• **Task goal**: Repeat all of the data precisely.

• **Listed records**:
^^^^^^^^^^^^^^^^
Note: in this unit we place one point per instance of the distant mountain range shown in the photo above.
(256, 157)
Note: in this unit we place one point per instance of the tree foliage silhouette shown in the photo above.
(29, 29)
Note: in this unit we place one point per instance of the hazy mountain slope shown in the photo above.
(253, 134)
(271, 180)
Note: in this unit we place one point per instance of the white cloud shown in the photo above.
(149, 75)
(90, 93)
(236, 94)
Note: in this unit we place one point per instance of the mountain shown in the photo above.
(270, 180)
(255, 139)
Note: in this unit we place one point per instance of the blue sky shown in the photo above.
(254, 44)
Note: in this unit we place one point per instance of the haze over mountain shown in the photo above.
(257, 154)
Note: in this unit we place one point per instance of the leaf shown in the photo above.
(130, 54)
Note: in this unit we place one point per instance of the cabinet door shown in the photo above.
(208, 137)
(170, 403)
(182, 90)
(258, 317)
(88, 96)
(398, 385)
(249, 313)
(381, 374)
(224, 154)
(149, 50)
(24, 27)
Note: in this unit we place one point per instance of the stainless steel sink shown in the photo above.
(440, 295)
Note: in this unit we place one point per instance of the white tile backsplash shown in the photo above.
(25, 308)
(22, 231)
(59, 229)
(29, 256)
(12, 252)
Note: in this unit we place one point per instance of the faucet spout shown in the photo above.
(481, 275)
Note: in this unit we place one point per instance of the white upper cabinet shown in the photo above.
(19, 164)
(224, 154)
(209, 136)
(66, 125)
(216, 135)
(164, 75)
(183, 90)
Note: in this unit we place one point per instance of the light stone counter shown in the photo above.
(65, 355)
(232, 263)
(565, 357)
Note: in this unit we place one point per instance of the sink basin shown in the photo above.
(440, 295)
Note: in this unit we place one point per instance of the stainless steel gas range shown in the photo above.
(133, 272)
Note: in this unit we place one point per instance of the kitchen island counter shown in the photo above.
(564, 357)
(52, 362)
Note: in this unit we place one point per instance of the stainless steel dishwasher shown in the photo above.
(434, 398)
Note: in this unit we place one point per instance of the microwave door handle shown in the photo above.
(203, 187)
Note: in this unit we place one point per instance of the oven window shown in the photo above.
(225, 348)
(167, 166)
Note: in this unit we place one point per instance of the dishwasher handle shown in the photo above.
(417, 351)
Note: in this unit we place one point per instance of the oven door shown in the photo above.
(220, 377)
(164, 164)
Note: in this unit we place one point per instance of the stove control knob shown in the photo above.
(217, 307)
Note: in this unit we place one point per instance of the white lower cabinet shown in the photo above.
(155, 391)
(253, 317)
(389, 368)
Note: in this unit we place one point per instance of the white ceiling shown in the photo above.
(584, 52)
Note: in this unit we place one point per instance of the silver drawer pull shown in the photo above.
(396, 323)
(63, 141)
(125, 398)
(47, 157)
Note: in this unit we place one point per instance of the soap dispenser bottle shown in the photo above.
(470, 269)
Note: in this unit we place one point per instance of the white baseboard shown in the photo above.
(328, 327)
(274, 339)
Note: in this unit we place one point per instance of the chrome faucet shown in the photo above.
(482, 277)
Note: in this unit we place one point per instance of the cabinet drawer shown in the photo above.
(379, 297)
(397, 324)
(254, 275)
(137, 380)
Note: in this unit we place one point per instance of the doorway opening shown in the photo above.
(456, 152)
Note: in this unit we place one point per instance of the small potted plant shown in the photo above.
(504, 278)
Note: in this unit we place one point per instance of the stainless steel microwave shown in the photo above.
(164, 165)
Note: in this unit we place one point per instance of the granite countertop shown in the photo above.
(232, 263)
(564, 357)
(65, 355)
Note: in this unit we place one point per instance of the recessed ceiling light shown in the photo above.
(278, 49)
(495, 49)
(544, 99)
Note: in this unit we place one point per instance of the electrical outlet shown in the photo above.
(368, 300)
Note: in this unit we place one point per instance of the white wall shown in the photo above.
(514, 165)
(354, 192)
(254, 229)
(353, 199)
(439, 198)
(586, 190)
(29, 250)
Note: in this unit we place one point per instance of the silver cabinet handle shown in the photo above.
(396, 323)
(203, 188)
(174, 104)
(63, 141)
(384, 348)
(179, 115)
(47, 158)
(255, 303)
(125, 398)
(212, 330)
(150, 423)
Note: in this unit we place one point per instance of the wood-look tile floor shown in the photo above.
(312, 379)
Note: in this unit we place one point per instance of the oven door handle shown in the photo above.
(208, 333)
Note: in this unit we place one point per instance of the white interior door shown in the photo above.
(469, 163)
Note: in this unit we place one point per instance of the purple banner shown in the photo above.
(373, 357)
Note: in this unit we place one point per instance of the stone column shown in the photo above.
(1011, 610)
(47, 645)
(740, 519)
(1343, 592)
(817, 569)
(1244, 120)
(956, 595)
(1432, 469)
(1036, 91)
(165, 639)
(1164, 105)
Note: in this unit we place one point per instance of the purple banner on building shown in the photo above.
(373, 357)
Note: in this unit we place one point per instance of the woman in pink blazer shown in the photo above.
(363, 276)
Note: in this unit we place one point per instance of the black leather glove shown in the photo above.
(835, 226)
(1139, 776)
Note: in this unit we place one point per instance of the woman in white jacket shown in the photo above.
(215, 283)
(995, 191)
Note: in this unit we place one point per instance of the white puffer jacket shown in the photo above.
^^^^^^^^^^^^^^^^
• **The solution**:
Note: in this unit we place one point per instance of the distant mountain range shown in the photo above.
(256, 157)
Note: in this unit we place one point per instance of the tree foliage silhouette shown in the photo above.
(29, 29)
Note: in this unit we place one point per instance of the hazy mountain slope shown in the photo above.
(253, 134)
(271, 180)
Note: in this unit we place one point per instance of the white cloud shown in the photo above.
(149, 75)
(90, 93)
(236, 94)
Note: in this unit we place one point per instance of the mountain shown in the photo above.
(270, 180)
(255, 139)
Note: in this unit we place one point per instance of the blue sky shown in the photo above.
(254, 44)
Note: in this unit we place one point per instance of the haze over mountain shown in the photo above.
(257, 154)
Note: in this unit we place one point per instance of the leaf shown in the photo above.
(130, 54)
Note: in this unit we place one point per instance of the cabinet door shown in the photo above.
(208, 137)
(170, 403)
(182, 90)
(258, 317)
(88, 96)
(398, 385)
(249, 313)
(381, 374)
(224, 154)
(149, 50)
(24, 27)
Note: in this unit we place one point per instance of the stainless steel sink shown in the photo above.
(440, 295)
Note: in this unit we place one point per instance of the white tile backsplash shown in the photo above.
(25, 308)
(22, 231)
(59, 229)
(29, 256)
(12, 252)
Note: in this unit we place one point per instance of the faucet spout shown in the photo above.
(481, 275)
Note: in this unit we place one point per instance of the white upper cabinet shown in the photo above.
(19, 164)
(224, 154)
(209, 136)
(66, 125)
(216, 135)
(164, 75)
(183, 90)
Note: in this unit we place one point per instance of the light stone counter shown in the photo above.
(65, 355)
(232, 263)
(565, 357)
Note: in this unit we place one point per instance of the sink basin shown in the photo above.
(440, 295)
Note: in this unit we place one point per instance of the stainless steel gas range shown in the photo above.
(133, 272)
Note: in this unit we place one point per instance of the kitchen island counter shown in the photo above.
(564, 357)
(52, 362)
Note: in this unit we place one point per instance of the stainless steel dishwasher shown in the photo above.
(434, 398)
Note: in this unit we place one point per instance of the microwave door handle shown in the photo above.
(203, 187)
Note: in this unit we place one point per instance of the oven window shown in the photo above.
(225, 348)
(167, 166)
Note: in this unit we place one point per instance of the dishwasher handle shown in the photo above.
(417, 351)
Note: in this unit we place one point per instance of the oven door shown in the photo above.
(220, 377)
(164, 164)
Note: in this unit we place one point per instance of the stove control knob shown in the photo above.
(217, 307)
Note: in this unit we place one point per instance of the white lower cabinet shown in the photo above.
(155, 391)
(253, 317)
(389, 368)
Note: in this unit we place one point per instance of the white ceiling shown in the photo above.
(584, 52)
Note: in this unit we place one point per instance of the silver drawer pull shown in the photo above.
(396, 323)
(63, 141)
(125, 398)
(47, 157)
Note: in this unit we place one point per instance of the soap dispenser bottle shown in the photo above.
(470, 269)
Note: in this unit we place one point per instance of the white baseboard shown in the photo above.
(328, 327)
(274, 339)
Note: in this unit we place one point per instance of the chrome faucet shown in the photo above.
(482, 277)
Note: in this unit we place one point per instance of the cabinet drawer shown in the photo above.
(379, 297)
(397, 324)
(254, 275)
(137, 380)
Note: in this unit we place one point per instance of the doorway opening shown in the photo above.
(456, 152)
Note: in this unit we place one point per instance of the small potted plant shown in the photo above.
(504, 278)
Note: in this unit we place one point per instance of the stainless steel microwave shown in the photo above.
(164, 165)
Note: in this unit we place one point per instance of the granite countertop shown in the photo above.
(232, 263)
(564, 357)
(65, 355)
Note: in this unit we place one point per instance of the recessed ceiling light shown in the photo above.
(278, 49)
(495, 49)
(544, 99)
Note: in this unit we place one point per instance of the electrical outlet shown in the photo above.
(368, 300)
Note: in this unit we place one point per instance of the white wall shown in the photo above.
(514, 165)
(354, 192)
(254, 229)
(353, 199)
(439, 198)
(586, 190)
(29, 250)
Note: in this unit we place one point per instance of the silver cabinet handle shown in the photo above.
(396, 323)
(203, 188)
(174, 104)
(63, 141)
(384, 348)
(179, 115)
(47, 158)
(255, 303)
(125, 398)
(212, 330)
(150, 423)
Note: in this unit we place one point per instance of the wood-look tile floor shown in the photo above.
(312, 379)
Note: in this unit we place one point per instance of the oven door handle shown in the photo above.
(208, 333)
Note: in this unit we place one point per instance of the white interior door shown in the photo above.
(469, 163)
Note: in this unit we place one point per instance of the purple banner shown in the photo above.
(373, 357)
Note: in this unit we place one point per instance of the stone column shown in the photo above.
(1011, 610)
(47, 645)
(740, 519)
(1343, 592)
(817, 569)
(1244, 120)
(956, 595)
(1432, 469)
(1036, 91)
(165, 639)
(1164, 105)
Note: in this unit we place one point per instance of the purple banner on building shown in the photo above.
(373, 357)
Note: in this unit we place one point per instance of the woman in pink blazer shown in the photo above.
(363, 276)
Note: in this unit we place one point per instance of the black leather glove shown in the photo above.
(835, 226)
(1139, 776)
Note: in this unit we place one point per instance of the woman in white jacket shown in the photo above.
(215, 283)
(995, 191)
Note: in this unit we place one point per instance of the white puffer jacket shown in the photo above.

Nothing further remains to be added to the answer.